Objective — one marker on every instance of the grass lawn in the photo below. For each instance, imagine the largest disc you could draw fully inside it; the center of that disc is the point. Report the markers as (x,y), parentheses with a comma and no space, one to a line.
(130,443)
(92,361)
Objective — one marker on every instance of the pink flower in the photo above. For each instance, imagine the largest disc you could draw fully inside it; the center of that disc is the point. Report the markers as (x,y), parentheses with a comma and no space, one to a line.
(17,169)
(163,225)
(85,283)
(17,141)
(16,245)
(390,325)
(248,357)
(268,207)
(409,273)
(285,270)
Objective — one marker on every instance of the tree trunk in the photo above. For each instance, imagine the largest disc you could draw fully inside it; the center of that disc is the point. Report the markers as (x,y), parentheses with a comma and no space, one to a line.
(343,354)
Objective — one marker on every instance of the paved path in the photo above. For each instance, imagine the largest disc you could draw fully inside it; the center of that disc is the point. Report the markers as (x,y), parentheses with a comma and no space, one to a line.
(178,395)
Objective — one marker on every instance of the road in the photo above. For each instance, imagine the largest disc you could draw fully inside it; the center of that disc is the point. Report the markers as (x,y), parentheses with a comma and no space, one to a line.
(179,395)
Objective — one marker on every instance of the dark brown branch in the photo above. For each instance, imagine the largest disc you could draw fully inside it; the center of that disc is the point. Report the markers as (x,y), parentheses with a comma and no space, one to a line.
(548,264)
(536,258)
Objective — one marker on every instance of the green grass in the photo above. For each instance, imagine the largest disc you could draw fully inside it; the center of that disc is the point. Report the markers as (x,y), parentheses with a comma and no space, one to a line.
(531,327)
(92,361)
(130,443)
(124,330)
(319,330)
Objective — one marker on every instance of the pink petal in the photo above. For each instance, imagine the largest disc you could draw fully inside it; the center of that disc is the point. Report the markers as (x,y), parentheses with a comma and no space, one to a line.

================================

• **Directions**:
Every line from the one containing "Objective — one marker on every instance of the paved" to the final line of the listing above should be set down exactly, with nothing added.

• **Answer space**:
Objective — one marker on every instance of the paved path in the photo above. For each instance, imagine the largest disc you could draw fully inside it; the center of that disc is the point. Report the markers as (x,y), parentheses with a comma and no space, one to a line.
(178,395)
Objective — one marker on every instance of the road in the photo above. For each instance, imagine the largest disc you could draw fully inside it; the center of that disc is the point. Report the markers as (x,y), parentheses with a comma and no space, one to a line.
(179,395)
Objective — one marker on every instance of the dark brown branch in the photo above. For each instance, imagine the largest disc you could draw fully inside it; the center of that disc is the point. Report the markers as (x,y), parentheses with a comma and no space, one to a line.
(548,264)
(536,258)
Objective — one marker on every instance of the green grass in the photo above. For each instance, imagine the largest disc you could draw fully inside it; the center of that disc is the point. Report the markers as (x,y), parentheses with a comma and no space, one to a line.
(531,327)
(92,361)
(130,443)
(124,330)
(319,330)
Objective — one marker on every instance of the pink petal in the photo above. For each instance, imagine the largest disc you could draw fully inside it; the center of that disc is the point. Report the markers as (x,y), parentheses with a comma and no space, one to a line.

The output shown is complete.